**Exercise directions:** Reproduce every line of the data below verbatim, with no changes.

**Record excerpts:**
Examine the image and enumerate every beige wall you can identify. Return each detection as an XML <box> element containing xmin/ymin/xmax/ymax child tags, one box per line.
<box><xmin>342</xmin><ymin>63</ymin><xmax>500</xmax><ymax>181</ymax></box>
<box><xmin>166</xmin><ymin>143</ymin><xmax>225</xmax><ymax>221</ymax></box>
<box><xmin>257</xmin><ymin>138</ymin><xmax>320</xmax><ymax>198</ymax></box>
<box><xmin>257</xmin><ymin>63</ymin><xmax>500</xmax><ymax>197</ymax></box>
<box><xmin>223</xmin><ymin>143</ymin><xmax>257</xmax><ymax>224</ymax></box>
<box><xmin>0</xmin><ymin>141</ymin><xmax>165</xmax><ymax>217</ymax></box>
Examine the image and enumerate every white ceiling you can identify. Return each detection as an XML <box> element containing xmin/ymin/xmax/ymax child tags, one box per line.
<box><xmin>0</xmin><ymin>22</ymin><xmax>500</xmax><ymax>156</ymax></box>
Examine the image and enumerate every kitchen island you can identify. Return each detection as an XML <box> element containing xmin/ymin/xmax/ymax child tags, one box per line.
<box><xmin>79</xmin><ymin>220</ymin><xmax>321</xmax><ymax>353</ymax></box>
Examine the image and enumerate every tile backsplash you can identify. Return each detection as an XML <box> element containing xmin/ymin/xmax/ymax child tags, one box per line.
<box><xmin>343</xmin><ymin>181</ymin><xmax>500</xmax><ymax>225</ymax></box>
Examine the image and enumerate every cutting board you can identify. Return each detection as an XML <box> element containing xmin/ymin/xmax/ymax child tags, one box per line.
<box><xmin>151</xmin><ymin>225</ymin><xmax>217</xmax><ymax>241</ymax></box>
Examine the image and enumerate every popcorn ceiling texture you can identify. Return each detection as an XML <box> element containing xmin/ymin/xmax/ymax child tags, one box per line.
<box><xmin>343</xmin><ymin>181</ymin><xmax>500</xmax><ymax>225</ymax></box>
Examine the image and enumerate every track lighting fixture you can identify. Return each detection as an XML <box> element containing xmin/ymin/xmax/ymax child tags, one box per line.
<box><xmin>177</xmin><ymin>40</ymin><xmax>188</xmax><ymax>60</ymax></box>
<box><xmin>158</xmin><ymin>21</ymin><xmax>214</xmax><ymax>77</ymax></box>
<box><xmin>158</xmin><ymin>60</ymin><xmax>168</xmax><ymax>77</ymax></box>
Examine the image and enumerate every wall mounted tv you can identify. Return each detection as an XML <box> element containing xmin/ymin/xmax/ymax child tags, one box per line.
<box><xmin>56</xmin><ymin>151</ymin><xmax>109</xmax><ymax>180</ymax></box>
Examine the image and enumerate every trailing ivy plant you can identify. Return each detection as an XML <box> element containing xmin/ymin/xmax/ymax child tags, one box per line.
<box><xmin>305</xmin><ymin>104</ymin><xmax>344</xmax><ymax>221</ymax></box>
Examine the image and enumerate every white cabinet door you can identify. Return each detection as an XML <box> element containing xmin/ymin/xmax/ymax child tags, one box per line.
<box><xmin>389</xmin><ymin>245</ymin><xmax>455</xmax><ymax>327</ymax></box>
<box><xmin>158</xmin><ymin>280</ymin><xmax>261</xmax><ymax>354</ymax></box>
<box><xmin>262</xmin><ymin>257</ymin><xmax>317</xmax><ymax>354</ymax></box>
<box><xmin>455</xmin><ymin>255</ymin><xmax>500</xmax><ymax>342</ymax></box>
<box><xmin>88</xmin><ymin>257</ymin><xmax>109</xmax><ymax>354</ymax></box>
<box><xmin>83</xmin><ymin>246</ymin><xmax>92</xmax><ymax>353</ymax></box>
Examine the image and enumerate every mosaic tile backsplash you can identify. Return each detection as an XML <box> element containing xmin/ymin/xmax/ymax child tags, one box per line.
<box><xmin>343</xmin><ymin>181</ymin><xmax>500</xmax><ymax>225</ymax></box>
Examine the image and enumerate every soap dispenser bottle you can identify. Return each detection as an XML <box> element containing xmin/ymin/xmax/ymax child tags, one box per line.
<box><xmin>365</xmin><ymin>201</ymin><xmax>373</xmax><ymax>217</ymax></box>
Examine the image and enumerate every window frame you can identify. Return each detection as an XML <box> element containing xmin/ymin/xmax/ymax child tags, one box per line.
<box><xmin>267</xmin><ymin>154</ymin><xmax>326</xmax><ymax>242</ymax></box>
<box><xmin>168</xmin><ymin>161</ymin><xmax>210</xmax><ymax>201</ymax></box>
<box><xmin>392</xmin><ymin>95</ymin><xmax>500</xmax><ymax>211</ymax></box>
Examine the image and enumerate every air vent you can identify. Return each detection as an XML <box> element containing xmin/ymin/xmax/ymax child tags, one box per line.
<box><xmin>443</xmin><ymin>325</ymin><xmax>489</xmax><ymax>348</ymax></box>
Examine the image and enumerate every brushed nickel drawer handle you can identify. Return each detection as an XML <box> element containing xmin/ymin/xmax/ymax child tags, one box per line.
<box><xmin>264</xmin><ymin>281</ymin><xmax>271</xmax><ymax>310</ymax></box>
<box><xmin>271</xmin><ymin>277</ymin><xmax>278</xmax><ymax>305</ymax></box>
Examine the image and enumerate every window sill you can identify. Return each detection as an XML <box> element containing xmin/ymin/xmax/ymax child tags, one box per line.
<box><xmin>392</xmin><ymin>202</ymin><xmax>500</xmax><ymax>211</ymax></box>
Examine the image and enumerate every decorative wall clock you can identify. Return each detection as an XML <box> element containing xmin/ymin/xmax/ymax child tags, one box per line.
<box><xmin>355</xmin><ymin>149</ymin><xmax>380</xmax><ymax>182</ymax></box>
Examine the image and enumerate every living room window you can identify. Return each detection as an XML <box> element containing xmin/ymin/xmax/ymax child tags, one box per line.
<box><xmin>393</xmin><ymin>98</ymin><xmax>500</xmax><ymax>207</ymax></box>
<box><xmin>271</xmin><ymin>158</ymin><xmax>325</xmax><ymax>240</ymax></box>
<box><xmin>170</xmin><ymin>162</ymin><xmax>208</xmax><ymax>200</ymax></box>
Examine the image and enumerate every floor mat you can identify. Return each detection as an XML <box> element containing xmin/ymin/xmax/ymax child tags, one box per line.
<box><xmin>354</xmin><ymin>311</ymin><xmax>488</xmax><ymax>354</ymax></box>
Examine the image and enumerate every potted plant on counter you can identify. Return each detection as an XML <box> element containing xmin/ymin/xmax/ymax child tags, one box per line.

**Answer:**
Examine the image and enumerate every beige wall you can identify. Return each detection as an XML <box> element containing xmin/ymin/xmax/ymax child tags, one box per line.
<box><xmin>342</xmin><ymin>63</ymin><xmax>500</xmax><ymax>181</ymax></box>
<box><xmin>166</xmin><ymin>143</ymin><xmax>225</xmax><ymax>221</ymax></box>
<box><xmin>257</xmin><ymin>138</ymin><xmax>320</xmax><ymax>198</ymax></box>
<box><xmin>257</xmin><ymin>63</ymin><xmax>500</xmax><ymax>197</ymax></box>
<box><xmin>223</xmin><ymin>143</ymin><xmax>257</xmax><ymax>224</ymax></box>
<box><xmin>0</xmin><ymin>141</ymin><xmax>165</xmax><ymax>217</ymax></box>
Examine the image and enumerate every white ceiling you can identify. Return each detection as an XML <box> element containing xmin/ymin/xmax/ymax child tags, one box per line.
<box><xmin>0</xmin><ymin>22</ymin><xmax>500</xmax><ymax>156</ymax></box>
Examine the image and enumerate every kitchen island you can identify. Return each detection as an XML <box> element containing xmin/ymin/xmax/ymax child tags, one box per line.
<box><xmin>79</xmin><ymin>220</ymin><xmax>321</xmax><ymax>353</ymax></box>
Examine the image and enumerate every tile backsplash you can identify. Return each detection as an XML <box> element containing xmin/ymin/xmax/ymax child tags, one box per line.
<box><xmin>343</xmin><ymin>181</ymin><xmax>500</xmax><ymax>225</ymax></box>
Examine the image and enumerate every cutting board you can identify. Return each detection as an XML <box> element containing xmin/ymin/xmax/ymax child tags, one box per line.
<box><xmin>151</xmin><ymin>225</ymin><xmax>217</xmax><ymax>241</ymax></box>
Examine the image and enumerate every popcorn ceiling texture you can identify. Return each detection as an XML <box> element containing xmin/ymin/xmax/ymax child tags, one box per line.
<box><xmin>343</xmin><ymin>181</ymin><xmax>500</xmax><ymax>225</ymax></box>
Examine the image and enumerate every track lighting fixture you can identify. Return each detection as an XML <box> element containing xmin/ymin/xmax/ymax child tags, one box per line.
<box><xmin>177</xmin><ymin>40</ymin><xmax>188</xmax><ymax>60</ymax></box>
<box><xmin>158</xmin><ymin>21</ymin><xmax>214</xmax><ymax>77</ymax></box>
<box><xmin>158</xmin><ymin>60</ymin><xmax>168</xmax><ymax>77</ymax></box>
Examine the image and enumerate every wall mounted tv you can identify. Return each detection as an XML <box> element containing xmin/ymin/xmax/ymax child tags, one box per line.
<box><xmin>56</xmin><ymin>151</ymin><xmax>109</xmax><ymax>180</ymax></box>
Examine the image and enumerate every trailing ivy plant you can identify. Return each detection as an XML <box> element containing xmin/ymin/xmax/ymax child tags, one box per line.
<box><xmin>305</xmin><ymin>104</ymin><xmax>344</xmax><ymax>221</ymax></box>
Examine the image and enumerate every white cabinet door you can identify. Return each detection as an XML <box> element containing xmin/ymin/xmax/ymax child tags, one box per line.
<box><xmin>389</xmin><ymin>245</ymin><xmax>455</xmax><ymax>327</ymax></box>
<box><xmin>158</xmin><ymin>280</ymin><xmax>261</xmax><ymax>354</ymax></box>
<box><xmin>262</xmin><ymin>257</ymin><xmax>317</xmax><ymax>354</ymax></box>
<box><xmin>455</xmin><ymin>255</ymin><xmax>500</xmax><ymax>342</ymax></box>
<box><xmin>88</xmin><ymin>257</ymin><xmax>109</xmax><ymax>354</ymax></box>
<box><xmin>83</xmin><ymin>246</ymin><xmax>92</xmax><ymax>353</ymax></box>
Examine the image and enumerate every mosaic tile backsplash you can identify. Return each detection as an XML <box> element containing xmin/ymin/xmax/ymax child tags, one box per line.
<box><xmin>343</xmin><ymin>181</ymin><xmax>500</xmax><ymax>225</ymax></box>
Examine the image and enumerate every soap dispenser bottle you can identify. Return each detection as an XML <box> element containing xmin/ymin/xmax/ymax child tags, one box per line.
<box><xmin>365</xmin><ymin>201</ymin><xmax>373</xmax><ymax>217</ymax></box>
Examine the image and enumerate every window frame you can identify. Return each detection as an XML <box> element containing xmin/ymin/xmax/ymax child tags, one box per line.
<box><xmin>267</xmin><ymin>154</ymin><xmax>326</xmax><ymax>242</ymax></box>
<box><xmin>168</xmin><ymin>161</ymin><xmax>210</xmax><ymax>201</ymax></box>
<box><xmin>392</xmin><ymin>95</ymin><xmax>500</xmax><ymax>211</ymax></box>
Examine the image and enumerate every air vent you can identify. Return each detection as an XML <box> element containing xmin/ymin/xmax/ymax child tags, one box per line.
<box><xmin>443</xmin><ymin>325</ymin><xmax>489</xmax><ymax>348</ymax></box>
Examine the image and enumerate every brushed nickel drawer handle you can identify. Return each detection as an XML <box> element containing xmin/ymin/xmax/ymax child tags, one box per line.
<box><xmin>264</xmin><ymin>281</ymin><xmax>271</xmax><ymax>310</ymax></box>
<box><xmin>271</xmin><ymin>277</ymin><xmax>278</xmax><ymax>305</ymax></box>
Examine the image and enumerate every window sill you can identify. Return each detection as an XML <box> element containing xmin/ymin/xmax/ymax child tags, one box per line.
<box><xmin>392</xmin><ymin>202</ymin><xmax>500</xmax><ymax>211</ymax></box>
Examine the image and enumerate every decorative wall clock you can identify. Return each detection as an XML <box> element containing xmin/ymin/xmax/ymax child tags, one box per line.
<box><xmin>355</xmin><ymin>149</ymin><xmax>380</xmax><ymax>182</ymax></box>
Examine the image and enumerate every living room window you can identify. Return each detection as an XML <box> element containing xmin/ymin/xmax/ymax child tags, one box per line.
<box><xmin>393</xmin><ymin>98</ymin><xmax>500</xmax><ymax>207</ymax></box>
<box><xmin>271</xmin><ymin>158</ymin><xmax>325</xmax><ymax>240</ymax></box>
<box><xmin>170</xmin><ymin>162</ymin><xmax>208</xmax><ymax>200</ymax></box>
Examine the image and enumerate every floor mat you can identify. Return each detection as an XML <box> element containing xmin/ymin/xmax/ymax child tags, one box per line.
<box><xmin>354</xmin><ymin>311</ymin><xmax>488</xmax><ymax>354</ymax></box>
Examine the image and enumerate every potted plant on counter you can identify. Return each detection as an XML <box> element containing xmin/ymin/xmax/ymax child tags, one box per line.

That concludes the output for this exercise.